What you should do: Reproduce the listing lines unchanged, starting at the line that contains "Give the segmentation of every instance of the fire" and ending at the line that contains "146L465 141L433 143L428", with both of those lines included. Give only those lines.
++++++++++
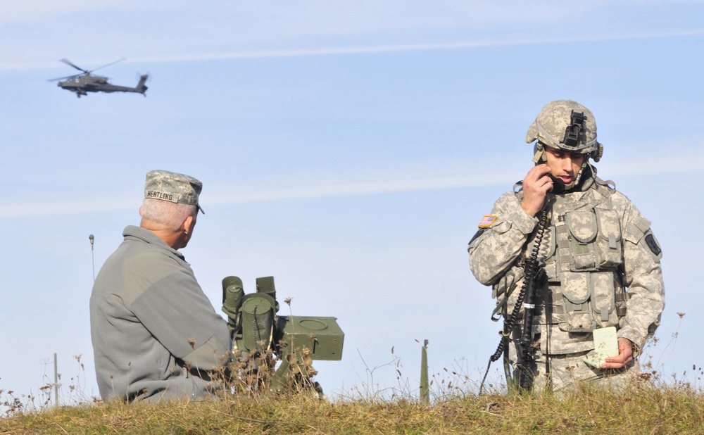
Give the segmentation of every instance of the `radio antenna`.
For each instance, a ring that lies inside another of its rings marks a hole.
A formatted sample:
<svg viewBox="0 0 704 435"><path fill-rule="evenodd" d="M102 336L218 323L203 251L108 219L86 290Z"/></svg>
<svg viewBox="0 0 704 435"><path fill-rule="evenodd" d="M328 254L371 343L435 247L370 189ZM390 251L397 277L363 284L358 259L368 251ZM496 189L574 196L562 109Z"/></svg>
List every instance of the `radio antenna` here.
<svg viewBox="0 0 704 435"><path fill-rule="evenodd" d="M90 240L90 257L91 262L93 263L93 282L95 282L95 256L93 253L93 241L95 240L95 237L91 234L88 236L88 240Z"/></svg>

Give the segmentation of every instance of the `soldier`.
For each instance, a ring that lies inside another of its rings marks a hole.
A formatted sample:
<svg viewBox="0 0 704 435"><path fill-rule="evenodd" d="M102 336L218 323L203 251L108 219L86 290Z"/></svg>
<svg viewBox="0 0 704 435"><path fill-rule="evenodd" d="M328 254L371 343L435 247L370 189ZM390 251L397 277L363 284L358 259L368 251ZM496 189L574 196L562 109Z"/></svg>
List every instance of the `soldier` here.
<svg viewBox="0 0 704 435"><path fill-rule="evenodd" d="M468 248L472 274L492 286L494 314L505 319L507 382L515 385L527 368L537 391L558 391L582 380L622 386L636 372L637 353L665 306L660 245L650 221L613 182L596 176L590 159L598 162L603 147L589 109L567 100L549 103L526 142L535 142L535 166L494 203ZM532 261L545 274L534 282L534 300L519 307L512 329L507 320ZM532 329L522 348L525 310ZM608 327L617 330L618 355L587 364L595 353L593 332ZM529 358L521 356L527 348Z"/></svg>
<svg viewBox="0 0 704 435"><path fill-rule="evenodd" d="M196 226L202 184L164 170L146 174L139 227L105 262L90 298L91 335L103 400L208 396L230 349L215 311L177 250Z"/></svg>

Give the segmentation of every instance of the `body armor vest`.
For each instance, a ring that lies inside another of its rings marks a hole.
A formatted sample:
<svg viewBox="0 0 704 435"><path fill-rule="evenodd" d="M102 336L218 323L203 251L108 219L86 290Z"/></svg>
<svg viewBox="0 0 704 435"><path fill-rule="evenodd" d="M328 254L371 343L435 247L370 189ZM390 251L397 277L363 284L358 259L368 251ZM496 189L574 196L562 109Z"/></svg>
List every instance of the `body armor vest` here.
<svg viewBox="0 0 704 435"><path fill-rule="evenodd" d="M619 329L626 315L622 229L619 212L611 204L614 190L596 177L593 182L584 191L551 196L538 255L548 284L538 289L534 320L543 353L593 349L591 332L610 326ZM522 191L517 194L522 196ZM493 296L498 303L495 315L501 312L508 318L510 314L535 236L534 232L516 265L494 285Z"/></svg>
<svg viewBox="0 0 704 435"><path fill-rule="evenodd" d="M548 281L538 322L565 332L618 328L626 315L620 220L612 191L596 181L596 189L555 197L540 249Z"/></svg>

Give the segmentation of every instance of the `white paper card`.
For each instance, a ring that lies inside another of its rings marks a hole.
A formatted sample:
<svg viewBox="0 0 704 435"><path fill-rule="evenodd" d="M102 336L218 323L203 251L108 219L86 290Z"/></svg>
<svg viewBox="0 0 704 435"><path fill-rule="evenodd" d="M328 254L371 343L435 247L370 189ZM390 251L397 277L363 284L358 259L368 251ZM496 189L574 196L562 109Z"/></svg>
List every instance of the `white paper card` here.
<svg viewBox="0 0 704 435"><path fill-rule="evenodd" d="M594 329L594 352L584 358L584 362L596 367L601 367L606 362L606 358L618 356L618 340L616 339L616 327L608 327Z"/></svg>

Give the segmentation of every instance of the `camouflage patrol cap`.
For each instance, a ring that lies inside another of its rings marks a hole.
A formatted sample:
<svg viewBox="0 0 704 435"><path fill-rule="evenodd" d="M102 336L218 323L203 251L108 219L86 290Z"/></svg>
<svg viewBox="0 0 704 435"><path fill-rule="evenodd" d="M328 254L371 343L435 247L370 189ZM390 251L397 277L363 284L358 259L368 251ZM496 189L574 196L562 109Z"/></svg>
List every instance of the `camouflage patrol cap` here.
<svg viewBox="0 0 704 435"><path fill-rule="evenodd" d="M205 214L198 203L202 189L203 183L193 177L168 170L153 170L146 173L144 198L198 206L201 213Z"/></svg>
<svg viewBox="0 0 704 435"><path fill-rule="evenodd" d="M569 152L589 153L594 161L601 157L594 115L570 100L551 101L543 107L526 134L527 143L536 140Z"/></svg>

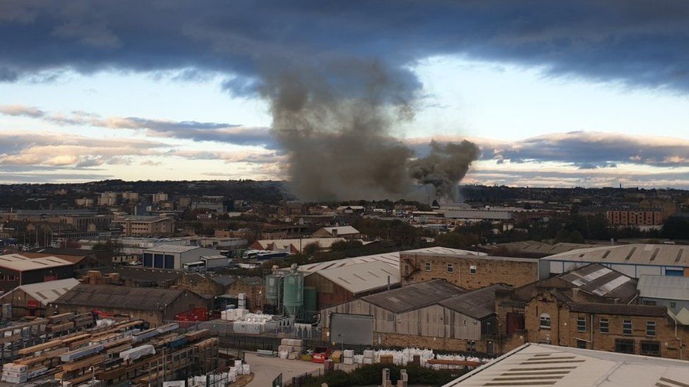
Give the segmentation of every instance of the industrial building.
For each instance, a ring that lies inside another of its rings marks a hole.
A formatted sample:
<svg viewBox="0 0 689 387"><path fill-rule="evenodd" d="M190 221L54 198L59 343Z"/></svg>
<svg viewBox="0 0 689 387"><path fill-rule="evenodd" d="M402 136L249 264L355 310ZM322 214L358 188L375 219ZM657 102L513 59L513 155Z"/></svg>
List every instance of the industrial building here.
<svg viewBox="0 0 689 387"><path fill-rule="evenodd" d="M4 292L28 283L71 278L74 278L73 264L56 257L0 255L0 290Z"/></svg>
<svg viewBox="0 0 689 387"><path fill-rule="evenodd" d="M351 226L323 227L313 233L318 238L344 238L344 239L361 239L361 232Z"/></svg>
<svg viewBox="0 0 689 387"><path fill-rule="evenodd" d="M9 305L12 308L11 316L3 318L44 317L48 304L79 283L74 278L66 278L17 286L0 296L0 304Z"/></svg>
<svg viewBox="0 0 689 387"><path fill-rule="evenodd" d="M191 264L201 262L201 257L216 255L217 252L216 250L199 246L159 245L143 250L143 266L184 270Z"/></svg>
<svg viewBox="0 0 689 387"><path fill-rule="evenodd" d="M318 307L326 308L400 285L400 270L382 262L323 269L306 275L316 290Z"/></svg>
<svg viewBox="0 0 689 387"><path fill-rule="evenodd" d="M663 306L674 314L683 309L689 314L689 277L644 275L637 290L640 304Z"/></svg>
<svg viewBox="0 0 689 387"><path fill-rule="evenodd" d="M490 354L497 347L495 294L509 288L468 292L433 280L321 309L320 324L328 341Z"/></svg>
<svg viewBox="0 0 689 387"><path fill-rule="evenodd" d="M479 289L493 283L521 286L539 278L539 259L491 257L481 253L400 253L402 285L444 279L465 289Z"/></svg>
<svg viewBox="0 0 689 387"><path fill-rule="evenodd" d="M172 218L165 216L134 215L112 221L122 227L122 235L126 237L161 237L172 235L174 232Z"/></svg>
<svg viewBox="0 0 689 387"><path fill-rule="evenodd" d="M598 264L498 292L503 349L544 343L687 359L689 326L664 307L635 304L637 295L635 278Z"/></svg>
<svg viewBox="0 0 689 387"><path fill-rule="evenodd" d="M312 244L316 244L321 250L330 250L330 246L335 242L344 241L344 238L304 238L298 239L265 239L254 241L249 246L250 249L256 250L270 250L285 252L289 254L300 254L304 248Z"/></svg>
<svg viewBox="0 0 689 387"><path fill-rule="evenodd" d="M53 314L97 309L160 326L174 320L176 314L209 306L209 300L186 290L80 284L51 302L49 309Z"/></svg>
<svg viewBox="0 0 689 387"><path fill-rule="evenodd" d="M645 274L689 276L689 247L633 243L575 250L542 258L541 278L597 263L635 278Z"/></svg>
<svg viewBox="0 0 689 387"><path fill-rule="evenodd" d="M525 344L443 387L684 387L689 364L679 360Z"/></svg>

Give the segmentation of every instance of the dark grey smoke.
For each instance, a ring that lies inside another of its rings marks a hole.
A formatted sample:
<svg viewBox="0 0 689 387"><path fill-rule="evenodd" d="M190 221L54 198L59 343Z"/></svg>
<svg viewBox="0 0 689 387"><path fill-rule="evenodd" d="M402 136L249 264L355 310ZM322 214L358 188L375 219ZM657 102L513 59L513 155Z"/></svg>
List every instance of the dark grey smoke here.
<svg viewBox="0 0 689 387"><path fill-rule="evenodd" d="M457 183L466 176L479 154L476 144L467 140L458 144L432 141L428 156L409 163L409 175L421 184L433 185L437 199L456 201Z"/></svg>
<svg viewBox="0 0 689 387"><path fill-rule="evenodd" d="M451 185L478 150L468 142L433 144L428 156L410 164L413 152L391 135L413 118L418 87L403 74L375 60L342 60L263 77L260 92L270 102L294 195L309 201L409 198L417 179L455 197Z"/></svg>

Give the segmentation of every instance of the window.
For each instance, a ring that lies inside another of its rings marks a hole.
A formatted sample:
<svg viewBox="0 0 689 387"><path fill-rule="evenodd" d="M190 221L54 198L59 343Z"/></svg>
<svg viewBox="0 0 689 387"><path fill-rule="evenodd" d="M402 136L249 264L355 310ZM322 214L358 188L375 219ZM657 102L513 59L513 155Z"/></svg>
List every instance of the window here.
<svg viewBox="0 0 689 387"><path fill-rule="evenodd" d="M586 317L577 317L577 331L586 331Z"/></svg>
<svg viewBox="0 0 689 387"><path fill-rule="evenodd" d="M656 336L656 321L646 321L646 336Z"/></svg>
<svg viewBox="0 0 689 387"><path fill-rule="evenodd" d="M625 320L622 321L622 334L632 334L632 320Z"/></svg>
<svg viewBox="0 0 689 387"><path fill-rule="evenodd" d="M659 342L642 340L640 344L641 355L645 355L647 356L660 356Z"/></svg>
<svg viewBox="0 0 689 387"><path fill-rule="evenodd" d="M616 338L615 352L634 353L634 340L629 338Z"/></svg>

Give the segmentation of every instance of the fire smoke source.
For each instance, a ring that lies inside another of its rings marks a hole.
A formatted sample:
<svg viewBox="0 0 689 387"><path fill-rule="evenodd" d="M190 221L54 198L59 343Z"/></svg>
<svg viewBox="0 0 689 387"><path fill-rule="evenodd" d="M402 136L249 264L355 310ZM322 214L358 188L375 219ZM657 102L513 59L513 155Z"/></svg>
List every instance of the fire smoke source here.
<svg viewBox="0 0 689 387"><path fill-rule="evenodd" d="M476 146L465 141L433 143L428 156L410 161L414 152L390 133L413 118L419 85L378 61L292 67L263 82L290 188L301 199L409 198L414 179L450 197L451 183L477 158Z"/></svg>
<svg viewBox="0 0 689 387"><path fill-rule="evenodd" d="M444 145L433 141L428 156L409 163L409 175L421 184L432 185L436 198L456 201L457 184L479 157L479 152L476 144L467 140Z"/></svg>

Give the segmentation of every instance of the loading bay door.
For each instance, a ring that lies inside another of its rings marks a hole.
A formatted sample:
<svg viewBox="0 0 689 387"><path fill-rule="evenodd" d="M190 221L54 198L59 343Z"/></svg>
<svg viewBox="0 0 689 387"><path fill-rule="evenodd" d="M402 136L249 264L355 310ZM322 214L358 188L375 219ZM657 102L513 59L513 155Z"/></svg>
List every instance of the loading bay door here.
<svg viewBox="0 0 689 387"><path fill-rule="evenodd" d="M362 314L330 314L330 341L373 345L373 317Z"/></svg>

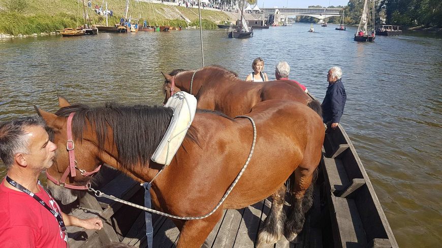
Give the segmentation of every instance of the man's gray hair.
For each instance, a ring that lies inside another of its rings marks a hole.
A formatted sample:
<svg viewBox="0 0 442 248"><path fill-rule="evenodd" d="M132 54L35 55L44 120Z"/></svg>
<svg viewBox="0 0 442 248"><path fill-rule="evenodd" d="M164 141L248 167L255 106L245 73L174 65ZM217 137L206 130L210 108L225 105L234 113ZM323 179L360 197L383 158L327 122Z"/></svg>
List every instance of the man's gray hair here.
<svg viewBox="0 0 442 248"><path fill-rule="evenodd" d="M44 128L44 121L40 117L23 117L0 124L0 158L6 169L14 163L17 153L29 153L29 137L25 128L37 126Z"/></svg>
<svg viewBox="0 0 442 248"><path fill-rule="evenodd" d="M337 79L341 78L342 76L342 71L341 70L341 67L338 66L333 66L329 70L331 72L331 76L336 77Z"/></svg>
<svg viewBox="0 0 442 248"><path fill-rule="evenodd" d="M286 61L279 61L275 67L275 74L277 74L280 78L288 78L290 74L290 66Z"/></svg>

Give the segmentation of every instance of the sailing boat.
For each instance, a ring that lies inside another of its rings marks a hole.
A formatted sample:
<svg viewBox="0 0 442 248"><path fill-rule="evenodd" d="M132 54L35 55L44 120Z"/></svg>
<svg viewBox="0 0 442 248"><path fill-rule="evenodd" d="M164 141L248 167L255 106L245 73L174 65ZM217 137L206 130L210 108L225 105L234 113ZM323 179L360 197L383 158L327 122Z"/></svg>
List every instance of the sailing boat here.
<svg viewBox="0 0 442 248"><path fill-rule="evenodd" d="M369 12L370 7L368 6L368 0L365 0L364 3L364 10L362 11L362 16L361 17L361 21L359 22L359 26L358 26L358 30L356 33L355 34L355 41L372 42L374 41L374 0L373 0L371 34L368 34L368 31L370 31L370 29L367 29L367 28L368 23Z"/></svg>
<svg viewBox="0 0 442 248"><path fill-rule="evenodd" d="M251 28L248 27L245 19L244 18L244 6L245 5L245 3L243 0L241 0L240 3L242 4L241 8L241 25L237 27L236 30L233 29L232 27L229 28L227 37L229 38L245 39L253 36Z"/></svg>
<svg viewBox="0 0 442 248"><path fill-rule="evenodd" d="M109 13L107 9L107 1L106 2L106 26L103 25L96 25L95 26L98 28L98 31L100 32L115 32L115 33L123 33L126 32L127 29L126 27L121 25L120 23L115 24L115 26L109 26L108 21L108 17Z"/></svg>
<svg viewBox="0 0 442 248"><path fill-rule="evenodd" d="M345 30L345 26L344 26L344 12L345 12L345 10L342 10L342 15L341 16L341 20L339 21L339 27L336 27L335 28L335 30Z"/></svg>

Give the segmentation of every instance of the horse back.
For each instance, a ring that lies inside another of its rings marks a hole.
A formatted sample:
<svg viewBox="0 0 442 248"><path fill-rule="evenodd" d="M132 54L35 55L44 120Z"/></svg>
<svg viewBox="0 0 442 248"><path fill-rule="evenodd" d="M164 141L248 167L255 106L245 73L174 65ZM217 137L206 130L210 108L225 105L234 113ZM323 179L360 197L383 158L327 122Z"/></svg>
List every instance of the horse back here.
<svg viewBox="0 0 442 248"><path fill-rule="evenodd" d="M306 104L310 97L297 84L290 80L277 80L263 84L262 101L272 99L292 100Z"/></svg>

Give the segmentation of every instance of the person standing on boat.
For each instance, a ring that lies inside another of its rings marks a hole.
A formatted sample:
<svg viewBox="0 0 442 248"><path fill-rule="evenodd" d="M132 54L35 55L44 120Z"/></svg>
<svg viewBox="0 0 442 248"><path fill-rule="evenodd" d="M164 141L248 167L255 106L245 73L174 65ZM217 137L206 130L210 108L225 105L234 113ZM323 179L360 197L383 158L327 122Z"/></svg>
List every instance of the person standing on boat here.
<svg viewBox="0 0 442 248"><path fill-rule="evenodd" d="M62 212L39 181L52 165L57 146L39 117L0 124L0 158L7 174L0 183L0 246L67 247L65 226L100 230L98 218L81 220Z"/></svg>
<svg viewBox="0 0 442 248"><path fill-rule="evenodd" d="M299 83L295 80L291 80L289 79L289 74L290 74L290 66L286 61L279 61L276 67L275 67L275 77L276 78L276 80L290 80L292 82L296 83L304 91L308 92L308 90L307 88L304 85Z"/></svg>
<svg viewBox="0 0 442 248"><path fill-rule="evenodd" d="M338 126L344 113L347 99L345 89L341 80L342 73L340 67L331 67L327 75L328 87L322 102L322 118L324 123L335 129Z"/></svg>
<svg viewBox="0 0 442 248"><path fill-rule="evenodd" d="M256 82L269 81L267 74L263 72L264 68L264 61L263 59L259 57L255 59L251 63L251 68L253 72L247 75L245 81Z"/></svg>

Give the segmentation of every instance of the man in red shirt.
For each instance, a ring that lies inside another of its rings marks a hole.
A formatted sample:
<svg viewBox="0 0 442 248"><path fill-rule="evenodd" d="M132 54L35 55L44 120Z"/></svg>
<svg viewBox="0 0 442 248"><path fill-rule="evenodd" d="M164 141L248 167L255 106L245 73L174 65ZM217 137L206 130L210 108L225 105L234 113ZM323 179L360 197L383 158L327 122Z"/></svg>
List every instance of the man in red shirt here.
<svg viewBox="0 0 442 248"><path fill-rule="evenodd" d="M62 212L40 185L39 175L52 165L57 146L40 118L0 124L0 158L6 177L0 183L0 246L66 247L66 226L100 230L101 220L79 219Z"/></svg>
<svg viewBox="0 0 442 248"><path fill-rule="evenodd" d="M290 66L286 61L279 61L278 64L276 64L276 67L275 67L275 77L276 78L276 80L290 80L296 83L296 84L302 88L304 91L308 92L308 90L307 90L307 88L306 88L305 86L295 80L291 80L289 79L289 74L290 74Z"/></svg>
++++++++++
Answer below:
Give the segmentation of every instance of the fire smoke source.
For each instance, a ring that lies inside another of its rings marks a hole.
A formatted sample:
<svg viewBox="0 0 689 387"><path fill-rule="evenodd" d="M190 221L54 198L59 343Z"/></svg>
<svg viewBox="0 0 689 387"><path fill-rule="evenodd" d="M402 136L249 264L355 310ZM322 214L358 188L375 219ZM657 102L513 59L513 155Z"/></svg>
List every instance of the fire smoke source here.
<svg viewBox="0 0 689 387"><path fill-rule="evenodd" d="M476 146L465 141L433 143L428 156L410 161L414 152L390 133L413 118L419 85L378 61L292 67L263 82L290 188L301 199L409 198L414 179L450 197L451 183L477 158Z"/></svg>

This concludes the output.